Goal
Please rewrite the records between the lines holding "Task: annotate each instance of the baby's mouth" and "x=854 y=311", inclusive, substituting "single dot" for "single marker" and leaving everything else unchanged.
## begin
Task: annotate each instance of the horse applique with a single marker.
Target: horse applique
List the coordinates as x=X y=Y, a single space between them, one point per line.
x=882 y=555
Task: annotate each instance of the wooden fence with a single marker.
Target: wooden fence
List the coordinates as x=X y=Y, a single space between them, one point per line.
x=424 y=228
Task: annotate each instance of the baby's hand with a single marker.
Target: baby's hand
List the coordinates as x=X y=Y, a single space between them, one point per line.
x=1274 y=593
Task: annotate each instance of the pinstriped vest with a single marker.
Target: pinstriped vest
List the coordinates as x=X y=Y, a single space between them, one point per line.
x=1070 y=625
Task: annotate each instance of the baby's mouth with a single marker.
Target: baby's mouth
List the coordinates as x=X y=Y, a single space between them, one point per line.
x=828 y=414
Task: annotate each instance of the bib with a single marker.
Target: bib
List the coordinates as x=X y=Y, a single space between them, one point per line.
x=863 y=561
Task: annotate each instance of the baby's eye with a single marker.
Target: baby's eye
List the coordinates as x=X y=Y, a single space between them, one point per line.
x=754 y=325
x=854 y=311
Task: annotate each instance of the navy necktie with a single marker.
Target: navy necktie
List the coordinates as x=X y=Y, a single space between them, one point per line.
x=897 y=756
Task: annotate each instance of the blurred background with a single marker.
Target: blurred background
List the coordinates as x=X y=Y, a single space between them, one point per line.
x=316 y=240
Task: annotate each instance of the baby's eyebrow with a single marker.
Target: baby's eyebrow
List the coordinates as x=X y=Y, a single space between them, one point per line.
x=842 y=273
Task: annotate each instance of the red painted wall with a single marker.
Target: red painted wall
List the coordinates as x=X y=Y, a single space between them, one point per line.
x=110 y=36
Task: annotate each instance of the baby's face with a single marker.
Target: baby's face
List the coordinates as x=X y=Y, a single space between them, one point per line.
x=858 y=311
## end
Response for this exercise
Task: annotate each instance of the baby's mouth with a single dot.
Target: baby's mouth
List the coordinates as x=X y=Y, a single space between them, one point per line.
x=828 y=414
Task: annotate each instance of the bib with a single dot.
Target: bib
List the coordinates as x=X y=Y, a single space between them, one point per line.
x=863 y=561
Task: annotate each instance of the baby's eye with a single dot.
Target: baby's eye
List the coordinates as x=X y=Y, a single space between them, one point per line.
x=754 y=325
x=854 y=311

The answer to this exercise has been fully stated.